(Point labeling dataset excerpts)
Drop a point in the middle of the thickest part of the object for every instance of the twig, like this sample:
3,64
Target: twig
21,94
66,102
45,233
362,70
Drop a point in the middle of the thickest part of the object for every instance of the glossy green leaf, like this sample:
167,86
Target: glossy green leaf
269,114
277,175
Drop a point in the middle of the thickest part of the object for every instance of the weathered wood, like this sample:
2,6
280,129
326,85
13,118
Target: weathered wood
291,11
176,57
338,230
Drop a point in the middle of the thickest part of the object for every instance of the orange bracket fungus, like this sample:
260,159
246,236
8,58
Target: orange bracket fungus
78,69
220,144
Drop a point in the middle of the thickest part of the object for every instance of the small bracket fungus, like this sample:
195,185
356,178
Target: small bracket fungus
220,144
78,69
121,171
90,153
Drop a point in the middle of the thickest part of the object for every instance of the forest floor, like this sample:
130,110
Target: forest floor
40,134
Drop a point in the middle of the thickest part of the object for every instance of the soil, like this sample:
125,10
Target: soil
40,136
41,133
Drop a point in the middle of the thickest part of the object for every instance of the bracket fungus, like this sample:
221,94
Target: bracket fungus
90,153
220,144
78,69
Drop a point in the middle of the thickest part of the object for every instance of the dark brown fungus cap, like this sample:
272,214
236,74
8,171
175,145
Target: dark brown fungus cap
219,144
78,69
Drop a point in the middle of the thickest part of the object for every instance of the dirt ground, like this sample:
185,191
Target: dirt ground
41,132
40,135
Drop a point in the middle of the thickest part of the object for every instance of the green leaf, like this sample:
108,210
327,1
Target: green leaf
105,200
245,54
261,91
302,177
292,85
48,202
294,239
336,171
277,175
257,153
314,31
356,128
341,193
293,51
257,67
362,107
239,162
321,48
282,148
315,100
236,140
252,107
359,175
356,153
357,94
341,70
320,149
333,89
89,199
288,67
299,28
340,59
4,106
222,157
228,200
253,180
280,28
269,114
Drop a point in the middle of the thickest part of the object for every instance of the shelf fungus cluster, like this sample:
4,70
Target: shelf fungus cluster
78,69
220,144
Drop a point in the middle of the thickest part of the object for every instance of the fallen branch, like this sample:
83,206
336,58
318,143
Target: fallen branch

What this task involves:
Return, unchanged, every line from the one containing "of the green" through the end of the records, including both of those ends.

Correct output:
Drop a point in the middle of the thickest part of the object for every instance of the green leaf, like this sample:
108,210
327,1
Target: green leaf
105,200
245,54
261,91
302,177
292,85
48,202
294,239
336,171
277,175
257,153
314,31
356,128
341,193
293,51
257,67
362,107
239,162
321,48
282,148
315,100
236,140
252,107
359,175
356,153
357,94
341,70
320,149
333,89
89,199
288,67
299,28
340,59
4,106
222,157
228,200
253,180
280,28
269,114
Drop a point in the middle of the thickest part of the object for every instance of the shelf fungus cluster, like this sample:
4,70
Target: shelf fungus cluster
78,69
220,144
Drop a point in the middle of the thickest part of the object for every instance of the fallen branch, like this sample:
83,206
336,58
318,143
Target: fallen branch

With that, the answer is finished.